EXTRACTED ENTRIES
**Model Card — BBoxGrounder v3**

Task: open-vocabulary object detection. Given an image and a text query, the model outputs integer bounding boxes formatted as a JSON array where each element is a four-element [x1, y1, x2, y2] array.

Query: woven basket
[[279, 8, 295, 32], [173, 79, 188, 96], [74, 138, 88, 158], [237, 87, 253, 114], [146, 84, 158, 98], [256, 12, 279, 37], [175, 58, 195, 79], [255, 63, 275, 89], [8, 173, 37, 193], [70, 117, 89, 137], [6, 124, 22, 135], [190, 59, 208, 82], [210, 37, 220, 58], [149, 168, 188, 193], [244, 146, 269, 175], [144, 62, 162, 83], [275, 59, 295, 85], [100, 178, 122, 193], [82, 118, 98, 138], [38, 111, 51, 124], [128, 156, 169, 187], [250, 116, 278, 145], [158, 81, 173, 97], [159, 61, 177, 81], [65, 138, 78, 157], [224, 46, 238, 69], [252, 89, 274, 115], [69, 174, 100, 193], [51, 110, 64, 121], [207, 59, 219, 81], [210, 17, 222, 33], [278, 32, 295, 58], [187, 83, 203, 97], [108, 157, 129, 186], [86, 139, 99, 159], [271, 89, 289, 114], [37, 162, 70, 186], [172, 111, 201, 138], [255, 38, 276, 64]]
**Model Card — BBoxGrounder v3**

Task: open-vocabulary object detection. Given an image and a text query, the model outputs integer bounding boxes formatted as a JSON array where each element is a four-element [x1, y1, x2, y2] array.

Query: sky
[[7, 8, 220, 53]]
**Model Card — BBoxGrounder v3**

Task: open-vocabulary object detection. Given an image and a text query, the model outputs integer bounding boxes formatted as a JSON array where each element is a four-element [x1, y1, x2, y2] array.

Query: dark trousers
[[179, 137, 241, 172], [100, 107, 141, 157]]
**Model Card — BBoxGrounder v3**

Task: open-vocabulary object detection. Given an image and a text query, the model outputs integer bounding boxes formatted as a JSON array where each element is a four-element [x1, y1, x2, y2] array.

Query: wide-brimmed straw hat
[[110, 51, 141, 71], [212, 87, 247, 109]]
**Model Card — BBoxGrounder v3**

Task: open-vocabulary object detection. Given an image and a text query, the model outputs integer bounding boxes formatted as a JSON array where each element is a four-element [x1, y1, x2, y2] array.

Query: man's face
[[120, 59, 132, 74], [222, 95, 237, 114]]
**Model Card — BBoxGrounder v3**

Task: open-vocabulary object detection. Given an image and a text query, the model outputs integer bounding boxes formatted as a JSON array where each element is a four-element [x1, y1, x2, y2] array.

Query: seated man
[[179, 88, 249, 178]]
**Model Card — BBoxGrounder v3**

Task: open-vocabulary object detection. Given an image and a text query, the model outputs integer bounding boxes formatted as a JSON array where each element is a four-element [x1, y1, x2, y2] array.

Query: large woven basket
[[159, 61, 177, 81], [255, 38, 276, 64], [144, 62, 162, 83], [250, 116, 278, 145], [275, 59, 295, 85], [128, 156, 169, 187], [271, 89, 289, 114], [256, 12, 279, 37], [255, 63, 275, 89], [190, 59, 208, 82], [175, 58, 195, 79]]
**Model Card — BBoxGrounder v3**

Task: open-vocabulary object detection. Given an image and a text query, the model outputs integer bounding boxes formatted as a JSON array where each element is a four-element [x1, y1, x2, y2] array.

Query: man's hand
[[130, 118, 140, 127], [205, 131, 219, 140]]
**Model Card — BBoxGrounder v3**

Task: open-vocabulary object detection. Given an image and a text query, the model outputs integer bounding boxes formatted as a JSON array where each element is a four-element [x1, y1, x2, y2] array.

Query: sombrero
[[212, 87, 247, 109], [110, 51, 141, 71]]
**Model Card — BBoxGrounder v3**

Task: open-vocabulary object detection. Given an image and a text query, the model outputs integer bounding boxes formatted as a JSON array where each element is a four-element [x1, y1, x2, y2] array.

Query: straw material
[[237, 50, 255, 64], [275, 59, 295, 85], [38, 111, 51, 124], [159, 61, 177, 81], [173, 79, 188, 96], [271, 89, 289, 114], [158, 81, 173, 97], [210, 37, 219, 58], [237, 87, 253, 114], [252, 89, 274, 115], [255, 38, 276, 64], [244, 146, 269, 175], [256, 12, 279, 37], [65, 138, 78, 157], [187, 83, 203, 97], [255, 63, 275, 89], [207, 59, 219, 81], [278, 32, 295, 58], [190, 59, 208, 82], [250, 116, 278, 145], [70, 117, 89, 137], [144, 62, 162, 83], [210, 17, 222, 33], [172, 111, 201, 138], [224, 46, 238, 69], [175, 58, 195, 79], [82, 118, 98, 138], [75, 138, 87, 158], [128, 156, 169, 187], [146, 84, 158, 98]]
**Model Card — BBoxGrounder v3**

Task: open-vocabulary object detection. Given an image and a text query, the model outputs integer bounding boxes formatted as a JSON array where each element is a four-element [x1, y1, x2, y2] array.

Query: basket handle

GOAL
Repeat every one of the rows above word for word, from the first line through the last, without changing anything.

ANSWER
**Model Card — BBoxGrounder v3**

Task: open-vocabulary object detection. Given an image and a text query, the model outputs integer bounding boxes formatted as a JSON array where each element is a four-element [x1, y1, x2, y2] array.

Query: woven basket
[[279, 8, 295, 32], [173, 79, 188, 96], [74, 138, 88, 158], [237, 87, 253, 114], [146, 84, 158, 98], [256, 12, 279, 37], [175, 58, 195, 79], [255, 63, 275, 89], [8, 173, 37, 193], [70, 117, 89, 137], [6, 124, 22, 135], [190, 59, 208, 82], [210, 37, 220, 58], [149, 168, 188, 193], [244, 146, 269, 175], [144, 62, 162, 83], [275, 59, 295, 85], [100, 178, 122, 193], [82, 118, 98, 138], [38, 111, 51, 124], [128, 156, 169, 187], [250, 116, 278, 145], [158, 81, 173, 97], [159, 61, 177, 81], [65, 138, 78, 157], [224, 46, 238, 69], [252, 89, 274, 115], [69, 174, 100, 193], [51, 110, 64, 121], [207, 59, 219, 81], [210, 17, 222, 33], [278, 32, 295, 58], [187, 83, 203, 97], [108, 157, 129, 186], [86, 139, 99, 159], [271, 89, 289, 114], [37, 162, 70, 186], [172, 111, 201, 138], [255, 38, 276, 64]]
**Model Card — BBoxGrounder v3**

Task: open-vocabulary object detection. Given an image and a text query, the model outputs integer bounding boxes formatted as a JSON array where each element is a four-element [x1, y1, x2, y2] array.

Query: sky
[[7, 8, 220, 53]]
**Model Card — BBoxGrounder v3**

Task: open-vocabulary object detection. Given an image and a text query, the model outputs integer bounding boxes formatted as a JSON array where each element is a four-element [x1, y1, x2, y2] array.

Query: dark trousers
[[179, 137, 241, 172], [100, 107, 141, 157]]
**Model Card — BBoxGrounder v3**

Task: open-vocabulary object detection. Given an image and a text query, the model outputs integer bounding boxes formatted as a JSON array where each element is a four-element [x1, y1, x2, y2] array.

Query: wide-brimmed straw hat
[[110, 51, 141, 71], [212, 87, 247, 109]]
**Model Card — BBoxGrounder v3**

Task: open-vocabulary object detection. Given an image and a text query, the model outputs integer bounding boxes formatted as a JSON array where each element is a four-element [x1, y1, x2, y2] array.

Query: man's face
[[120, 59, 132, 74], [222, 95, 237, 114]]
**Model Card — BBoxGrounder v3**

Task: open-vocabulary object detection. Given an image and a text query, the model outputs integer bounding boxes formatted as a JSON array where each element is a four-element [x1, y1, x2, y2] array.

Query: seated man
[[179, 88, 249, 178]]
**Model Card — BBoxGrounder v3**

Task: open-vocabulary object detection. Given an image and a text query, the model outputs integer bounding boxes formatted as a JSON array where each element is a four-element [x1, y1, x2, y2] array.

Query: large woven basket
[[159, 61, 177, 81], [255, 38, 276, 64], [144, 62, 162, 83], [250, 116, 278, 145], [275, 59, 295, 85], [128, 156, 169, 187], [271, 89, 289, 114], [256, 12, 279, 37], [255, 63, 275, 89], [190, 59, 208, 82], [175, 58, 195, 79]]
**Model Card — BBoxGrounder v3**

Task: open-vocabulary object detection. Given an image and a text query, the model outputs integer bounding boxes formatted as a JSON array where each element is a four-element [x1, y1, x2, y2] array.

Query: man's hand
[[130, 118, 140, 127], [205, 131, 219, 140]]
**Model Card — BBoxGrounder v3**

Task: open-vocabulary object detection. Given an image and a text query, the model outputs integer bounding boxes formatted as a JSON array where each element is a four-element [x1, y1, x2, y2] array.

Query: sombrero
[[212, 87, 247, 109], [110, 51, 141, 71]]
**Model Card — BBoxGrounder v3**

Task: open-vocabulary object detection. Given an image and a text query, the model outputs integer bounding boxes formatted as a JSON array where each element is a four-element [x1, y1, x2, y2] array.

Query: straw material
[[237, 50, 255, 64], [275, 59, 295, 85], [38, 111, 51, 124], [159, 61, 177, 81], [173, 79, 188, 96], [271, 89, 289, 114], [158, 81, 173, 97], [210, 37, 219, 58], [237, 87, 253, 114], [252, 89, 274, 115], [255, 38, 276, 64], [244, 146, 269, 175], [256, 12, 279, 37], [65, 138, 78, 157], [187, 83, 203, 97], [255, 63, 275, 89], [207, 59, 219, 81], [278, 32, 295, 58], [190, 59, 208, 82], [250, 116, 278, 145], [70, 117, 89, 137], [144, 62, 162, 83], [210, 17, 222, 33], [172, 111, 201, 138], [224, 46, 238, 69], [175, 58, 195, 79], [82, 118, 98, 138], [75, 138, 87, 158], [128, 156, 169, 187], [146, 84, 158, 98]]
**Model Card — BBoxGrounder v3**

Task: open-vocabulary object detection. Given an image and a text query, the model outputs integer bounding boxes formatted as a JSON array where each element is a four-element [x1, y1, x2, y2] array.

Query: basket handle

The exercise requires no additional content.